*ASSIGNED TASK*: Reproduce, exactly as they appear, the line containing "Pin the bride" and every line after it, ending with the last line of the records.

*** Opening of DATA SHOWN ***

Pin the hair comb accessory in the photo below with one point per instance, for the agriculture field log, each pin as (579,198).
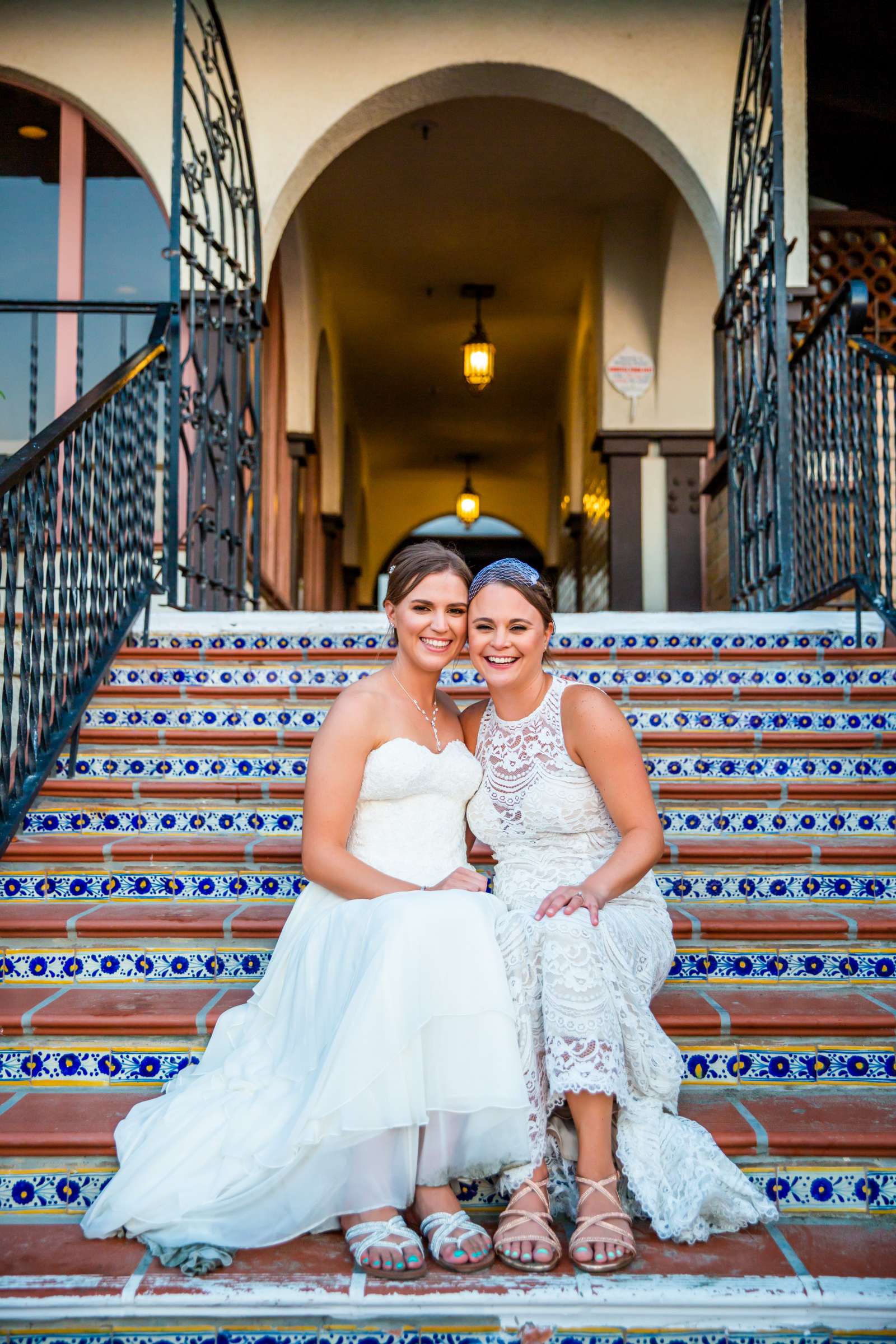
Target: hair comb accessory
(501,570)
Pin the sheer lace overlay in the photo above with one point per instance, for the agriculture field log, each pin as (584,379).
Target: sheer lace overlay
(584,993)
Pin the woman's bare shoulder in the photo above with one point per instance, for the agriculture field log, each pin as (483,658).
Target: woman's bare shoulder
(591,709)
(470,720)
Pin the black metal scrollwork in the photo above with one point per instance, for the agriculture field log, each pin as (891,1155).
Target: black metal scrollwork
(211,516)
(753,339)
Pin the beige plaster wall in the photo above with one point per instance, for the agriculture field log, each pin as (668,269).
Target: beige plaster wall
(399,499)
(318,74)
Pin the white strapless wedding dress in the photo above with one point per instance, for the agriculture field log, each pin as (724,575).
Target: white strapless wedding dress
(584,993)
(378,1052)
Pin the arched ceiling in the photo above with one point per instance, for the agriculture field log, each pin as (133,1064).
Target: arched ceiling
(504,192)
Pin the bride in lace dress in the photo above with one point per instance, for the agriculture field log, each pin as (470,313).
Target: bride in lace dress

*** Close of DATA SHOWN ***

*REPLY*:
Pin the bride in lace dress in the photo above with one point per instance, for the agriculture field log, each pin as (470,313).
Target: bride in lace dress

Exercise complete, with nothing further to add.